### TO DO
Reproduce the data below verbatim, line by line, but omit the pictures.

### EXERCISE INPUTS
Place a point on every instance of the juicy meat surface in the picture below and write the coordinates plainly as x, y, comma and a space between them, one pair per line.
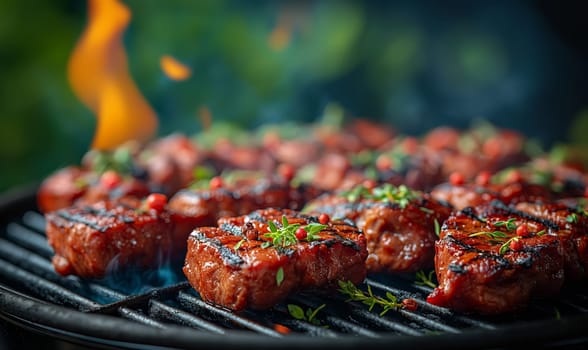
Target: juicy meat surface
573, 233
400, 235
92, 241
485, 264
191, 208
234, 264
471, 194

### THE REPLY
Place a point on every instance of the juicy meat surface in the picture below and write the coordinates plainly as x, y, comma and a space between them, one pair per line.
Target: juicy meat surface
573, 233
400, 235
92, 241
485, 264
191, 208
234, 264
471, 194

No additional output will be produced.